Excerpted text:
IRS Tips, Service Charge Ruling On Automatic Gratuities Raises Taxes On Servers

Patrick Frye

An IRS tips and service charge ruling is raising taxes on servers.

As previously reported by The Inquisitr, the IRS gay marriage ruling also ended up raising taxes.

The IRS tips and service charge rules have typically allowed automatic gratuities to not be considered as regular wages for many years now. But starting in January of 2014 these IRS tips and service charge rules will be changed drastically.

The IRS automatic gratuities ruling means restaurant tips will be subject to payroll tax withholding as part of regular wages. Presumably, this would mean the IRS would be taxing tips and service charges with all the FICA taxes, which includes social security and medicare. Due to the recent expiration of the Bush-era tax cuts this means restaurant tips will also be taxed at a higher rate compared to the years prior to 2013.

For the IRS, tips and service charges only become an issue when a restaurant charges automatic gratuities for parties of six to eight people or more. Some restaurant chains print suggested server tips on their receipt, but others would add 15, 18, or 20 percent to the bill automatically. The majority of restaurants do not add automatic gratuities for small parties.

Stored data:
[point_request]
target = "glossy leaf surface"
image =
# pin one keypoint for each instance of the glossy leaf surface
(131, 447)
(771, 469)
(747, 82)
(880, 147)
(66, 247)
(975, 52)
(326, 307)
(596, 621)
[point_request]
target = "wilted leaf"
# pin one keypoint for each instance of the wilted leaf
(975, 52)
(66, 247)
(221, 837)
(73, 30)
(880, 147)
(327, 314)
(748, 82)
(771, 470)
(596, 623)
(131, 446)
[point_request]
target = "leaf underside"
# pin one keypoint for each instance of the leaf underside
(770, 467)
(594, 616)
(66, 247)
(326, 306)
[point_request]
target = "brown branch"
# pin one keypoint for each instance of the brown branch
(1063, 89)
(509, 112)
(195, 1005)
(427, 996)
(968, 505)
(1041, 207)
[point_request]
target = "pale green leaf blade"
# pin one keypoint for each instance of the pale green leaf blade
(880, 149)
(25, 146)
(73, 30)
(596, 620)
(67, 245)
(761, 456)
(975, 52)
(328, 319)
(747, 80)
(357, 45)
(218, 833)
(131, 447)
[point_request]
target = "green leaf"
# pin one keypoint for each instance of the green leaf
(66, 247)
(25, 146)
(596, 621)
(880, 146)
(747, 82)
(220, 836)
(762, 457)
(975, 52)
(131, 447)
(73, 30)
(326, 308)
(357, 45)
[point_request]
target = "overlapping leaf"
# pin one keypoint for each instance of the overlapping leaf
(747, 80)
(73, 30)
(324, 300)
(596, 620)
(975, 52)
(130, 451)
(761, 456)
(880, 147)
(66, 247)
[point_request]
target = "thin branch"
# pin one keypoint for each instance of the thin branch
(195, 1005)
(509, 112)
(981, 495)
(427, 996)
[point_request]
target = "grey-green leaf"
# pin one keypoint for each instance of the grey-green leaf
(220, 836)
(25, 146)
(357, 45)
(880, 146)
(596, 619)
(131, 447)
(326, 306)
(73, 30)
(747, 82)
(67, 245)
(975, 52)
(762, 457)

Instructions:
A. Translate this sentence from the article on the IRS tips ruling into Spanish: "The majority of restaurants do not add automatic gratuities for small parties."
B. In the article on the IRS tips ruling, reproduce the passage between "The IRS automatic" and "prior to 2013.", inclusive.

Solutions in order:
A. La mayoría de los restaurantes no añaden propinas automáticas para grupos pequeños.

B.
The IRS automatic gratuities ruling means restaurant tips will be subject to payroll tax withholding as part of regular wages. Presumably, this would mean the IRS would be taxing tips and service charges with all the FICA taxes, which includes social security and medicare. Due to the recent expiration of the Bush-era tax cuts this means restaurant tips will also be taxed at a higher rate compared to the years prior to 2013.